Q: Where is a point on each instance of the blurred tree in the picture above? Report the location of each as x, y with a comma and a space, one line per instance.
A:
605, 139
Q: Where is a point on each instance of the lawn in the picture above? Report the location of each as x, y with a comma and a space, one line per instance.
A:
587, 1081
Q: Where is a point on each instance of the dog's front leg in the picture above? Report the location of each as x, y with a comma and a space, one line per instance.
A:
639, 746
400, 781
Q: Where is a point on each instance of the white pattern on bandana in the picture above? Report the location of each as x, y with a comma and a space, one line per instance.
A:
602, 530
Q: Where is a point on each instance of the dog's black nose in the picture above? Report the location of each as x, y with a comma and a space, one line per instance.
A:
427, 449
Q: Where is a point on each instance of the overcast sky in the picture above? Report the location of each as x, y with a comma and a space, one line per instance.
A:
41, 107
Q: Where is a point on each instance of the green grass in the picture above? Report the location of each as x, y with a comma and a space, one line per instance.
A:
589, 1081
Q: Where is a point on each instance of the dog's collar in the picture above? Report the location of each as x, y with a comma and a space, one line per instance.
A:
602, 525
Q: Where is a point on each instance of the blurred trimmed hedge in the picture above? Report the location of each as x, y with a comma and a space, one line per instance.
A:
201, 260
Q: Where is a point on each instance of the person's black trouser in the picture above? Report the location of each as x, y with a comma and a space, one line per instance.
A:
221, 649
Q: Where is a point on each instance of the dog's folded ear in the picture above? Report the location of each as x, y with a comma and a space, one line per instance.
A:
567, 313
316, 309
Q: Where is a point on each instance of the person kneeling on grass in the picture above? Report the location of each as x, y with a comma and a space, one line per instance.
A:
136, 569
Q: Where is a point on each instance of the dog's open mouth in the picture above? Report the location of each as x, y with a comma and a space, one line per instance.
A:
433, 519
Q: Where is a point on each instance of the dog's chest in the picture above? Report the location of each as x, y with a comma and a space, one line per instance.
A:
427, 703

================

Rewrite as a numbered list the lines from the one containing "the person kneeling" through the end of the rows above, both ends included. Leave out blank lines.

Solution
1. Q: Where is a point on each instance of the person kneeling on grass in the picture above? Report the location of each as x, y with a comma and a space, one line per instance.
2. A:
3. 136, 569
4. Q: Where is a point on each instance of the dog's open mouth in the picture above? Report the location of each as x, y with a comma and a space, one line per instance.
5. A:
6. 433, 519
7. Q: Where is a point on each instance of the dog's chest in the picture above? Report the location of each as x, y with a comma and a space, one line per instance.
8. A:
9. 427, 703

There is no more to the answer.